● **Текст задания**
Какой фильм снял Теодор Юрьевич Вульфович, как сказано в отрывке воспоминаний?

Ознакомительная версия.
И тут совершенно неожиданно для себя с криком… «Ну не могу я этого прочесть!» — я бросился прочь из комнаты.
Он написал гневное письмо в Радиокомитет. И оно мне очень помогло.
Мне позвонил настоящий кинорежиссер. И это был не просто кинорежиссер. Теодор Юрьевич Вульфович был автором очень известного тогда фильма «Последний дюйм».
Оказалось, не ведая о том, я поднимался по ступенькам славы. История моих тщетных походов к секретарю-ромаиисту, наивно-подробно рассказанная им в негодующем письме, мой отчаянный вопль — все это очень веселило читавших жалобу. И они пересказывали эту историю друзьям.
Один из них и пересказал ее Вульфовичу.
Он попросил меня вновь рассказать всю историю.
Я рассказал в лицах.
Задыхаясь от смеха, он сказал:
— Я читал твой последний непоставленный шедевр… (Он имел в виду последнюю пьесу о физиках. — Э.Р.) Который он у тебя по счету — непоставленный?
— Третий.
— Мало. У тебя многое впереди. А пока мы напишем сценарий о твоем поколении. Это должен быть сценарий о молодых людях. Твоих сверстниках. В нем должно быть ощущение бури и натиска.
Вообще жизнь «идет полосами и похожа на тигра». И не только печаль не бывает одна, удача тоже бывает не одна. В это время в Театре имени Ленинского комсомола приняли мою пьесу.

● **Исходные данные**
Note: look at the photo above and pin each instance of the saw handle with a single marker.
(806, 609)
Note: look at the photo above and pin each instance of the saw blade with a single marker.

● **Ответ на задание**
«Последний дюйм».